Page excerpt
Figshare 2025 Score: 38 ? 0–100 AI score estimating relevance to the microplastics field. Papers below 30 are filtered from public browse.
Ross R. Klauer (21686414), Rachel Silvestri (21686417), Hanna White (21686420), Milton Das (11564076), Richard D. Hayes (7910873), Robert Riley (11626), Anna Lipzen (194340), Kerrie Barry (276529), Igor V. Grigoriev (7407737), Jayson Talag (81047), Victoria Mae Bunting (17617802), Zachary Stevenson (21686423), Philip Demokritou (807278), Kevin V. Solomon (9720198), Mark Blenner (1376295)

Summary

Researchers investigated how hydrophobins from Aspergillus fungi mediate colonization and biofilm formation on microplastic surfaces, examining the molecular mechanisms by which these surface-active proteins facilitate fungal attachment to hydrophobic polymer particles. The study found that hydrophobins play a key role in fungal-microplastic interactions, with implications for understanding the 'plastisphere' and potential mycoremediation applications.

Microplastics cause negative environmental consequences such as the release of toxic additive leachates, increased greenhouse gas emissions during degradation, and threaten food chains. Microplastic particles are known to serve as a vector for the transport of microbes (fungi and bacteria) to new environments, threatening biodiversity. Robust biofilm formation makes fungi candidates for collecting and remediating environmental microplastics. However, fungal-microplastic colonization mechanisms have not yet been explored. In this work, we aim to understand which fungal molecules mediate microplastic binding. We examine the common fungal genus Aspergillus, which we found binds microplastics tightly, removing particles from suspension. Upon inoculation of Aspergilli with microplastic particles, up to 3.85 ± 1.48 g of microplastics were flocculated per gram of dry fungal biomass; this phenomenon was observed across various plastics ranging in size from 0.05 to 5 mm. Gene knockouts revealed that hydrophobins drive microplastic-fungi binding, evidenced by a decrease in flocculation relative to that of wild-type Aspergillus fumigatus. Moreover, purified hydrophobins flocculated microplastics independently of the fungus, validating their ability to bind to microplastics. Our work elucidates a role for hydrophobins in fungal colonization of microplastics and highlights a target for mitigating the harm of microplastics through engineered fungal-microplastic interactions.

Your assignment
Rewrite the microplastics excerpt, starting at the words "Figshare 2025 Score: 38" and stopping after "Mark Blenner (1376295)", with "nanoplastics" in place of "microplastics".

Supplied information
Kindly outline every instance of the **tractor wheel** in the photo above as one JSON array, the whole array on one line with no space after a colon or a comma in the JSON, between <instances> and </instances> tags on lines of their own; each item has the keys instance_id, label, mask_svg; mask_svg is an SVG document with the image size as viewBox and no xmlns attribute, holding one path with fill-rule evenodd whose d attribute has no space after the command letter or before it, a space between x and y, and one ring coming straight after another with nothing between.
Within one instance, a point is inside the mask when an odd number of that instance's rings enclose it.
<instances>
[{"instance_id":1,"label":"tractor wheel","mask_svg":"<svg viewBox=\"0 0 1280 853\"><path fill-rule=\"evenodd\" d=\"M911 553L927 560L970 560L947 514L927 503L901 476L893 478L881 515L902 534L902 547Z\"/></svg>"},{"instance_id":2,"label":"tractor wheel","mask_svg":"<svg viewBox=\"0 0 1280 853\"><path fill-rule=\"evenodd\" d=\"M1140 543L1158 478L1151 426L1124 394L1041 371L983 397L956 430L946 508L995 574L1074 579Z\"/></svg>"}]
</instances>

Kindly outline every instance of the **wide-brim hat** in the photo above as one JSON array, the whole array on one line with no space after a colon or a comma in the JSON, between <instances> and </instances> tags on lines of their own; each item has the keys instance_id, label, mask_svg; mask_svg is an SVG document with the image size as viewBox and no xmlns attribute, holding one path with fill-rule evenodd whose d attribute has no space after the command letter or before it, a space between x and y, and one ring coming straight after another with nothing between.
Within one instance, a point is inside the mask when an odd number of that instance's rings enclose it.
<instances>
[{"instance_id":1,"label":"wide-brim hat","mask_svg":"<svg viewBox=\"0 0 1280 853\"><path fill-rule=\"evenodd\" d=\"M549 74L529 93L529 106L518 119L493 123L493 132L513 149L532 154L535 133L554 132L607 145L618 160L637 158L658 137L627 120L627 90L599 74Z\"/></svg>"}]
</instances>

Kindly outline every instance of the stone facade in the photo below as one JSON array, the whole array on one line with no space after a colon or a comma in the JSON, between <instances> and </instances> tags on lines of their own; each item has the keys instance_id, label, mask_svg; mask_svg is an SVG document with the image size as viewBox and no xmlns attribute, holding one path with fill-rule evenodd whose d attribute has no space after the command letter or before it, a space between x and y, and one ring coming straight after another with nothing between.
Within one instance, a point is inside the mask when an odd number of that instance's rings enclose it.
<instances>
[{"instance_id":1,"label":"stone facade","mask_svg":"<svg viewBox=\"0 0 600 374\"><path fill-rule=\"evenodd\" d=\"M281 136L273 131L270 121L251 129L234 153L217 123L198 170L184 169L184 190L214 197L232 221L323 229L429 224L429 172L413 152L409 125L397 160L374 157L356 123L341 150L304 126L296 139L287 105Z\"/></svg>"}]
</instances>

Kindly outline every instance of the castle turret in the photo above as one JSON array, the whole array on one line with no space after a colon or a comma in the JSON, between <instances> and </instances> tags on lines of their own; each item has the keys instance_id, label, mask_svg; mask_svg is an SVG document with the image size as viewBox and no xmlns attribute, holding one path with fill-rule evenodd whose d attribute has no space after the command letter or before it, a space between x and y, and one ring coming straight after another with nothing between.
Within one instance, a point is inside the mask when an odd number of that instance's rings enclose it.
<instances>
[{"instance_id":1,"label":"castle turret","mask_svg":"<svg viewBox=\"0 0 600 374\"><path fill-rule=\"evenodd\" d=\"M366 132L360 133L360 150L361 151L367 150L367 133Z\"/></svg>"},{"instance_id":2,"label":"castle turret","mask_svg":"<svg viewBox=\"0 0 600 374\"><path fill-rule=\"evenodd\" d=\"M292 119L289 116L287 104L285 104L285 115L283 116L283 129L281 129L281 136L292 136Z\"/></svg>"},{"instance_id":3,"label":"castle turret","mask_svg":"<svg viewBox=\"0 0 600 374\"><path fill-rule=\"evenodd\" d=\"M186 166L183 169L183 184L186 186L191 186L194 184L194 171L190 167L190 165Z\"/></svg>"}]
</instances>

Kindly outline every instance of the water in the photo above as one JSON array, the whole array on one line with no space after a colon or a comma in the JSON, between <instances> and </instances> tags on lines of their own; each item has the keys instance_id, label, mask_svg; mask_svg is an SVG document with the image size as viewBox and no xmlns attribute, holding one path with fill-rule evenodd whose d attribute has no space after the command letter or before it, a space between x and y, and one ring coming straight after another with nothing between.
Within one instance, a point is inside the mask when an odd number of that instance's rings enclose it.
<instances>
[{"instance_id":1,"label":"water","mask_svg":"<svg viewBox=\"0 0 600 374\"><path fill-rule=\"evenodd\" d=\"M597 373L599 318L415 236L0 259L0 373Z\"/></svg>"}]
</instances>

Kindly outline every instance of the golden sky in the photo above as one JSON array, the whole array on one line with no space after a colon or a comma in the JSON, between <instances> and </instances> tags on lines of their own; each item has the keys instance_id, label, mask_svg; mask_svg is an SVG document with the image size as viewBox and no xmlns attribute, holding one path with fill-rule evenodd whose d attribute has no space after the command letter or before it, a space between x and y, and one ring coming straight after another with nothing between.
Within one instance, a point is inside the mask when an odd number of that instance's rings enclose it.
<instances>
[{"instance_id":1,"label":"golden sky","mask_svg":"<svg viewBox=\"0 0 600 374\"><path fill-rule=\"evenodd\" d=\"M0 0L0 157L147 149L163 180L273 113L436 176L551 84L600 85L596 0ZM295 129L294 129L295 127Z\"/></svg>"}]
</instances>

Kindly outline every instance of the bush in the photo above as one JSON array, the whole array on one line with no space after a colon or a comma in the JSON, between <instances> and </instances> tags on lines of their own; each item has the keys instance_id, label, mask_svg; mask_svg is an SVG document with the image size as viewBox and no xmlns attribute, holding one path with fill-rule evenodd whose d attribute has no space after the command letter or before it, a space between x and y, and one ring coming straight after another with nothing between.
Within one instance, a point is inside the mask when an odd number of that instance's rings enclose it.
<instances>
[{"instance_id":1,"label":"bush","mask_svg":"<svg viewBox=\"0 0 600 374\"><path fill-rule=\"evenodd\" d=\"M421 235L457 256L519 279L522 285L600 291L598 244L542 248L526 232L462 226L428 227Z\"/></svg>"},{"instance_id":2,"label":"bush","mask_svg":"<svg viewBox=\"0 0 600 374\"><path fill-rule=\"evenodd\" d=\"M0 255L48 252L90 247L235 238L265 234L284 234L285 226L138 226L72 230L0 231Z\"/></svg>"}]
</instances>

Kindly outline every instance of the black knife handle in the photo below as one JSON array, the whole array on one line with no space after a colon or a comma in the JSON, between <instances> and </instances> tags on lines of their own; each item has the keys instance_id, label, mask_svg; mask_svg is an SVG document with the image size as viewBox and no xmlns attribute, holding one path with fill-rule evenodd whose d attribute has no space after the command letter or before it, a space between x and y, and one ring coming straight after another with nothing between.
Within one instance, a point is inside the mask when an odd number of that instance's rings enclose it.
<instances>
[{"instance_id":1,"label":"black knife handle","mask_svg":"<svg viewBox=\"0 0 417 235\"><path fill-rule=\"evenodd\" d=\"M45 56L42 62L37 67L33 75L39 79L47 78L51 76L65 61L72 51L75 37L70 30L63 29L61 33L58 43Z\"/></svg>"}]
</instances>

Response to the exercise
Figshare 2025 Score: 38 ? 0–100 AI score estimating relevance to the nanoplastics field. Papers below 30 are filtered from public browse.
Ross R. Klauer (21686414), Rachel Silvestri (21686417), Hanna White (21686420), Milton Das (11564076), Richard D. Hayes (7910873), Robert Riley (11626), Anna Lipzen (194340), Kerrie Barry (276529), Igor V. Grigoriev (7407737), Jayson Talag (81047), Victoria Mae Bunting (17617802), Zachary Stevenson (21686423), Philip Demokritou (807278), Kevin V. Solomon (9720198), Mark Blenner (1376295)